Merging fine-tuned models

Contents

Merging fine-tuned models#

After fine-tuning a model, it must be merged with the base model to make a new model others can simply download and try.

base_model = "google/gemma-2b-it"
new_model = "gemma-2b-it-bia-proof-of-concept2"
user_org = "haesleinhuepf"

For the merging step, we reload the model and the base model.

from transformers import AutoModelForCausalLM, AutoTokenizer, pipeline
from peft import PeftModel
import torch
from trl import setup_chat_format
# Reload tokenizer and model
tokenizer = AutoTokenizer.from_pretrained(base_model)

base_model_reload = AutoModelForCausalLM.from_pretrained(
        base_model,
        return_dict=True,
        low_cpu_mem_usage=True,
        torch_dtype=torch.float16,
        device_map="auto",
        trust_remote_code=True,
)

base_model_reload, tokenizer = setup_chat_format(base_model_reload, tokenizer)

# Merge adapter with base model
model = PeftModel.from_pretrained(base_model_reload, new_model + "_temp")

merged_model = model.merge_and_unload()

`config.hidden_act` is ignored, you should use `config.hidden_activation` instead.

_Data lines_:
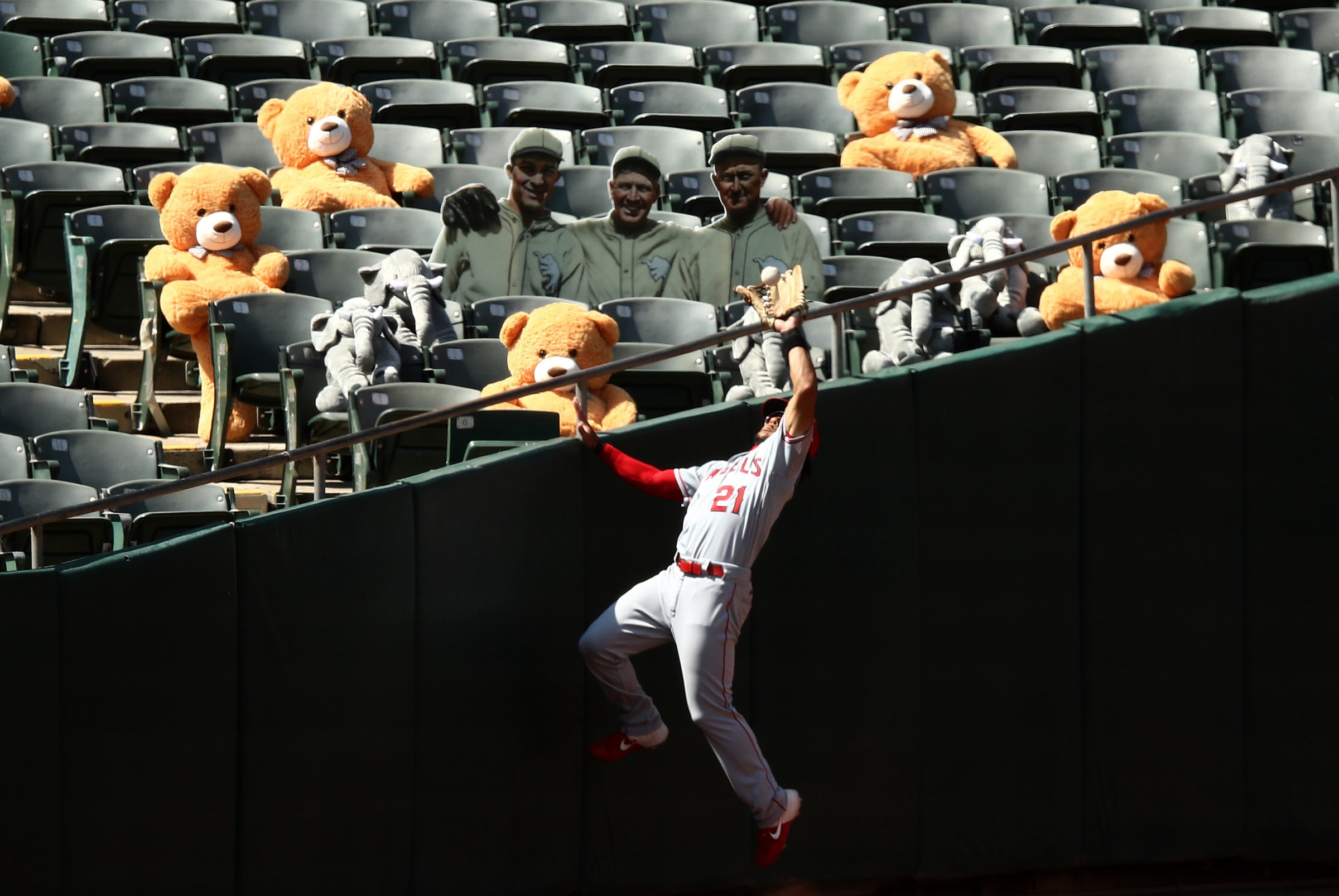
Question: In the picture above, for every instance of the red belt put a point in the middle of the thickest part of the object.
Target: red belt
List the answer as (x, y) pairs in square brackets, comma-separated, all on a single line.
[(695, 569)]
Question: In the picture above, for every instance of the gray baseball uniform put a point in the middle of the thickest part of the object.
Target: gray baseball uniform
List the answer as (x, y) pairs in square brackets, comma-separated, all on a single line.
[(731, 507)]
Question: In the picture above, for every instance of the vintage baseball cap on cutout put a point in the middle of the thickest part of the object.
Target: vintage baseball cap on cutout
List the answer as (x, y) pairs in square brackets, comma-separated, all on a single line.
[(737, 145), (536, 139), (634, 156)]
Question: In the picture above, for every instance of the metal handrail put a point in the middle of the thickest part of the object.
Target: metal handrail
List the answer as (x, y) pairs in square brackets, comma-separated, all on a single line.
[(242, 470)]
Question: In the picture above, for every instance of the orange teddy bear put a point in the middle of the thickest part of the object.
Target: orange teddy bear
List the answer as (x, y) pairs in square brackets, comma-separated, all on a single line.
[(1129, 271), (323, 134), (555, 340), (903, 104), (211, 218)]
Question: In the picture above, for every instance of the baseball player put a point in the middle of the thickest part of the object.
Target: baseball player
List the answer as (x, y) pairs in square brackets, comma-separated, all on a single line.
[(523, 251), (738, 171), (702, 599)]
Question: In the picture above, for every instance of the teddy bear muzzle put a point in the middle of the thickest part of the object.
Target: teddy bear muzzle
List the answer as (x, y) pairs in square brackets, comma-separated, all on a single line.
[(553, 367), (1123, 260), (911, 98), (219, 231), (330, 136)]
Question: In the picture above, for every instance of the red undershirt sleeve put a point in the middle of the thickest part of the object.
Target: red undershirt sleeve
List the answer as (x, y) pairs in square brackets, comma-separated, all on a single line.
[(657, 483)]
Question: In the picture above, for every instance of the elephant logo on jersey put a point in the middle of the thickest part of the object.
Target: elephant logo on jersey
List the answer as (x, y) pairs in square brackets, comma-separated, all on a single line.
[(658, 267), (551, 272)]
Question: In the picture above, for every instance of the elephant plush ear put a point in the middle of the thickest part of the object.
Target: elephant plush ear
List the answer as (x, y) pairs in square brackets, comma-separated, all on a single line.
[(161, 188), (1063, 224), (847, 86), (512, 329)]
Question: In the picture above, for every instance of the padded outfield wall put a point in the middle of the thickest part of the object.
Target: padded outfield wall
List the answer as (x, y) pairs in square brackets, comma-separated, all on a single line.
[(1056, 603)]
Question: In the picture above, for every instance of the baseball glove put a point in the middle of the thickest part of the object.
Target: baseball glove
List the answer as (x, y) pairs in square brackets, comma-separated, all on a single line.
[(778, 300)]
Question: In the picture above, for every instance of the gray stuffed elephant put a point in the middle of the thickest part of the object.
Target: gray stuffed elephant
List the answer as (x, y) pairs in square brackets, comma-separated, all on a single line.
[(996, 300), (1256, 161), (762, 362), (358, 342), (410, 291)]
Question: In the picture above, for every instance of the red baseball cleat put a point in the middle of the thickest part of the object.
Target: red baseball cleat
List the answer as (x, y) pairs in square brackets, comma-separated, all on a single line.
[(619, 745), (772, 841)]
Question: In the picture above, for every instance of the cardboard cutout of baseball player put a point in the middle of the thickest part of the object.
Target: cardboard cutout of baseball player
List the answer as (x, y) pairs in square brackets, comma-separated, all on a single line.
[(702, 599)]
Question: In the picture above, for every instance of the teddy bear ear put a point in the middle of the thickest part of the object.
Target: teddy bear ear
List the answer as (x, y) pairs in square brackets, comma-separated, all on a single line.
[(161, 188), (256, 182), (512, 329), (1063, 224), (268, 114), (606, 326), (848, 85), (1150, 201)]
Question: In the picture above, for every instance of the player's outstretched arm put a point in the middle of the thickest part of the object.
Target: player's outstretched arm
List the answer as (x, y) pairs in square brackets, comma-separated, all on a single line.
[(800, 412)]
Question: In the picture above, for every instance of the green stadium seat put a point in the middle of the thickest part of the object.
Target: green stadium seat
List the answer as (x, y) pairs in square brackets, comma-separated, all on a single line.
[(355, 61), (483, 61), (28, 410), (1277, 109), (1255, 253), (546, 104), (177, 18), (309, 21), (1057, 109), (489, 145), (101, 459), (57, 101), (824, 23), (1077, 27), (105, 247), (247, 339), (697, 23), (121, 144), (472, 363), (1075, 188), (23, 142), (113, 55), (583, 191), (171, 515), (1019, 66), (1054, 153), (47, 18), (1208, 27), (32, 229), (662, 320), (568, 21), (740, 65), (382, 229), (1180, 155), (251, 95), (896, 235), (410, 453), (1163, 109), (787, 105), (407, 144), (239, 144), (611, 64), (179, 102), (440, 105), (235, 59), (1115, 66), (955, 25), (671, 105), (677, 149), (71, 539), (965, 193), (1259, 68), (439, 21)]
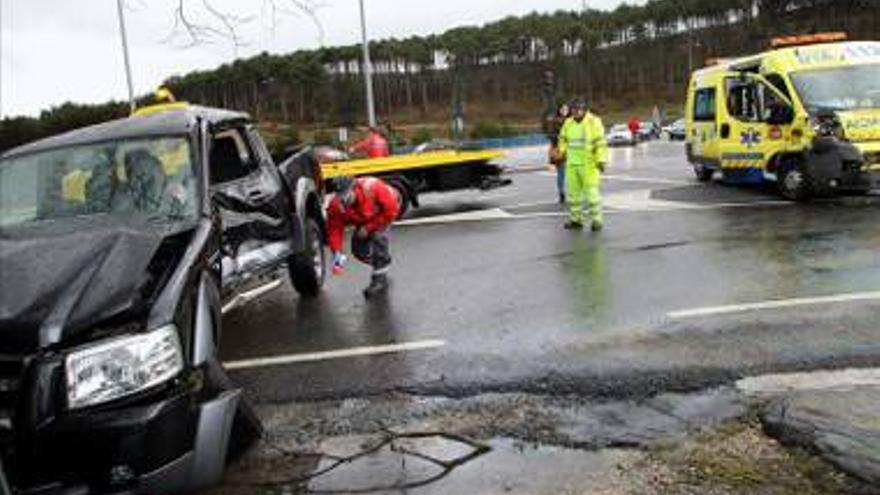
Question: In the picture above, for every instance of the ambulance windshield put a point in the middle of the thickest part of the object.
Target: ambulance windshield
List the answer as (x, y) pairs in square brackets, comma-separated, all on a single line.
[(853, 87)]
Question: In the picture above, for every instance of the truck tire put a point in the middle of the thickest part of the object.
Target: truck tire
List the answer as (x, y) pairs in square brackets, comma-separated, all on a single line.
[(307, 269), (703, 173), (795, 183), (403, 196)]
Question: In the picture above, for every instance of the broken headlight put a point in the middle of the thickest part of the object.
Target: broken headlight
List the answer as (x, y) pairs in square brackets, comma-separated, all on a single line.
[(119, 367)]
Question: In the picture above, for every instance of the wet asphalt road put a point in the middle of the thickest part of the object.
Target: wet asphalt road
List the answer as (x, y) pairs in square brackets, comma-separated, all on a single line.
[(523, 305)]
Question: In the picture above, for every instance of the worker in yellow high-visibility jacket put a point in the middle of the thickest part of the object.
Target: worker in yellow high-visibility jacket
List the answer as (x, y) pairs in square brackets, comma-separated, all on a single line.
[(582, 141)]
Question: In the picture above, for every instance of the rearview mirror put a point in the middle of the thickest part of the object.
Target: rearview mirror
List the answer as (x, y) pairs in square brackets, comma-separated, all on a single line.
[(781, 114)]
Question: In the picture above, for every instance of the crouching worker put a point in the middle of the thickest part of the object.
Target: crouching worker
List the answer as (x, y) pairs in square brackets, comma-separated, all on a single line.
[(370, 206)]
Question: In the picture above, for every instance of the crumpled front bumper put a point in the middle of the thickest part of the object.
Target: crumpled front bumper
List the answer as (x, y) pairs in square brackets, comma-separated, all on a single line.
[(166, 445)]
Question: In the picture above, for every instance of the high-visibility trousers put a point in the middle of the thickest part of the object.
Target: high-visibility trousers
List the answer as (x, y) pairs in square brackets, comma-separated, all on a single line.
[(582, 184)]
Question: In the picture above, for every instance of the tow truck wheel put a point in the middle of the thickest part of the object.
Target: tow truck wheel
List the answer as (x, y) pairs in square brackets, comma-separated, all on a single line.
[(307, 269), (703, 173), (403, 198), (794, 184)]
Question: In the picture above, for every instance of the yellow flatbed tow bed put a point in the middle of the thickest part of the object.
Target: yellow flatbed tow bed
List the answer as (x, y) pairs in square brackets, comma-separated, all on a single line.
[(434, 171), (412, 161)]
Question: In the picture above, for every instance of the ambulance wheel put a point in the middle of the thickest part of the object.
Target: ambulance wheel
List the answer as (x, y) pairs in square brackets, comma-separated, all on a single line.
[(703, 173), (795, 184)]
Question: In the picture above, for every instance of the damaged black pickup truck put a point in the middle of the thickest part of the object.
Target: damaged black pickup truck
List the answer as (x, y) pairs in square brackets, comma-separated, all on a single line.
[(120, 247)]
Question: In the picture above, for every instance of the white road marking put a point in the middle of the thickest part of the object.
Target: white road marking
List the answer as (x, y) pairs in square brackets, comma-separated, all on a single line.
[(246, 297), (470, 216), (337, 354), (773, 304), (630, 178), (813, 380), (641, 200), (655, 180)]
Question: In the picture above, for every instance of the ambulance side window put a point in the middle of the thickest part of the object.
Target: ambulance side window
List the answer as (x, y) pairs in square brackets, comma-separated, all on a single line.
[(779, 83), (704, 105), (742, 100)]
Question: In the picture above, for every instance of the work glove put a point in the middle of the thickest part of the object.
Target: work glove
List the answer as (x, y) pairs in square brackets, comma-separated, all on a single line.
[(339, 260), (361, 232)]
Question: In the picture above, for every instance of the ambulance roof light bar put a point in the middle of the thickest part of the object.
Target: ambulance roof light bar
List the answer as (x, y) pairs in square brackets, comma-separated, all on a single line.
[(808, 39)]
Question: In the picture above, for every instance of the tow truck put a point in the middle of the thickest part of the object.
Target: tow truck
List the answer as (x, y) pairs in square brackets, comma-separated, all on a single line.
[(804, 115), (414, 174)]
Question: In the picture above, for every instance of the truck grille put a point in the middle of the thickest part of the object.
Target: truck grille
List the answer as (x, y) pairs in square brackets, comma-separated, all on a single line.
[(872, 159)]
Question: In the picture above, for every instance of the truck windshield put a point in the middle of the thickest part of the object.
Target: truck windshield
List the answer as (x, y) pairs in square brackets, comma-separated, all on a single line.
[(853, 87), (102, 183)]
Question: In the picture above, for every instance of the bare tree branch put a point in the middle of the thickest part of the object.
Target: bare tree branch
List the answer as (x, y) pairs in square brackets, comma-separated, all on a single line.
[(198, 22)]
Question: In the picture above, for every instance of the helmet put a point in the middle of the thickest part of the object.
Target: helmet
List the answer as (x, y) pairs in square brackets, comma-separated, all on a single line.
[(345, 189)]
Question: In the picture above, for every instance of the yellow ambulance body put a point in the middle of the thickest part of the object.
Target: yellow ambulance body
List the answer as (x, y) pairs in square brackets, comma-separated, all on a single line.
[(805, 115)]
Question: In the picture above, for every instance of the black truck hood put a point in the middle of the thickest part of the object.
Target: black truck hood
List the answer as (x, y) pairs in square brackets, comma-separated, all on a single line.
[(53, 289)]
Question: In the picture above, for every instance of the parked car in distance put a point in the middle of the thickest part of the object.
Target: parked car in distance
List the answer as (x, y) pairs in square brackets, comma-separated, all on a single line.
[(647, 131), (619, 135)]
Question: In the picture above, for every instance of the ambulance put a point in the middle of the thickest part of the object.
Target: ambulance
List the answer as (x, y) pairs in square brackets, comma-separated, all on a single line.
[(804, 115)]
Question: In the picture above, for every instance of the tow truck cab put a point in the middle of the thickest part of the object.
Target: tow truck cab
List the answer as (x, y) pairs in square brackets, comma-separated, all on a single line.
[(804, 115)]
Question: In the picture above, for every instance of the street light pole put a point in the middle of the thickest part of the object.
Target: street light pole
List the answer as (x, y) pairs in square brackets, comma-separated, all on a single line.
[(368, 68), (125, 53)]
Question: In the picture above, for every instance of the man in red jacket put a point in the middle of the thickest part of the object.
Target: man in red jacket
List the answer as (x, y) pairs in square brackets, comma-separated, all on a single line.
[(374, 145), (370, 205)]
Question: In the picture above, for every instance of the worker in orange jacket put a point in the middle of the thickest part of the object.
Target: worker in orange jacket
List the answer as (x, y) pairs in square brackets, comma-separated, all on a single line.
[(370, 205)]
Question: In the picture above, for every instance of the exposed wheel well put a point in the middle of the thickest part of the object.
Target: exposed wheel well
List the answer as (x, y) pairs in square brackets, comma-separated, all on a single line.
[(315, 209)]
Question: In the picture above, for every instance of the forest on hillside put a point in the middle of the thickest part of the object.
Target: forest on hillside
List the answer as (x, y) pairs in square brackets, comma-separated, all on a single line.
[(515, 67)]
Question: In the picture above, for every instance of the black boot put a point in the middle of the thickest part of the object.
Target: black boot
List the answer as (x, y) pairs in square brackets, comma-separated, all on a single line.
[(378, 285)]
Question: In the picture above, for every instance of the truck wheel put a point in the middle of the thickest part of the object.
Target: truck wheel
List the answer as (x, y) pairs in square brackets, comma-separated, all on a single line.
[(703, 173), (795, 184), (403, 197), (307, 268)]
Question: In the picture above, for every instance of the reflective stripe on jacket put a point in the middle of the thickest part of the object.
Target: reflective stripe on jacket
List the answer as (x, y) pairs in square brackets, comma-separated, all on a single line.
[(584, 142)]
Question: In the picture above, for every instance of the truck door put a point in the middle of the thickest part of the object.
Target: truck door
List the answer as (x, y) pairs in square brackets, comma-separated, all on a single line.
[(704, 131), (753, 125), (246, 191)]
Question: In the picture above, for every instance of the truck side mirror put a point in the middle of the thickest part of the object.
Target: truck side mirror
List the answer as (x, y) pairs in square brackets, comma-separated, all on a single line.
[(781, 114)]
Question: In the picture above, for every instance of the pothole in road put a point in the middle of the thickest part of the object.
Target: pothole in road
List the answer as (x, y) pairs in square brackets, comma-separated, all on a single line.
[(498, 443)]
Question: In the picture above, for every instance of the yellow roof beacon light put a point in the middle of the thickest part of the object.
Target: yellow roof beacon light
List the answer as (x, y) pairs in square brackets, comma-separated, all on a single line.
[(164, 95), (163, 100), (808, 39)]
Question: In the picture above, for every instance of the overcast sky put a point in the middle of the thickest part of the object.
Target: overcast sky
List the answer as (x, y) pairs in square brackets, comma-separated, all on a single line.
[(69, 50)]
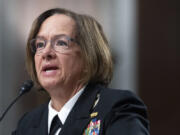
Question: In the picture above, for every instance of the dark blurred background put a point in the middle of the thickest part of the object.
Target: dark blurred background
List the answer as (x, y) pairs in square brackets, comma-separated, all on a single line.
[(143, 38)]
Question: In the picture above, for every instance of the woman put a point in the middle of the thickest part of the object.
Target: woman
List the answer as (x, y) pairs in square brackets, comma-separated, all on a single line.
[(68, 56)]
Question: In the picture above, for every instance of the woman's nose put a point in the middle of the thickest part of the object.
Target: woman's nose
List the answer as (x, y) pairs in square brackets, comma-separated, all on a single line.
[(48, 51)]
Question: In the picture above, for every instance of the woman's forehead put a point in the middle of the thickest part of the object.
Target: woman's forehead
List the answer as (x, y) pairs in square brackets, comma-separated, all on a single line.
[(57, 24)]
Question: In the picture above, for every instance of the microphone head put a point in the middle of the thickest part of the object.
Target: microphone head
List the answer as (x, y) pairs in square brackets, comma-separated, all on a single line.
[(26, 87)]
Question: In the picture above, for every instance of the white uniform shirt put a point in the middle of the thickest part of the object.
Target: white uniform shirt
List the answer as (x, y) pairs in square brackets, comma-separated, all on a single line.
[(64, 112)]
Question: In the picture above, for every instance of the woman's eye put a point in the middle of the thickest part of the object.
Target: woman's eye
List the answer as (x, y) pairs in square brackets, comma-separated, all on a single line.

_Given task_: In the text on merging fine-tuned models, rewrite the paragraph beginning "After fine-tuning a model" as one shorter sentence that keeps its main facts.

_The output_: A fine-tuned model must be merged with its base model to create a new model that others can easily download and try.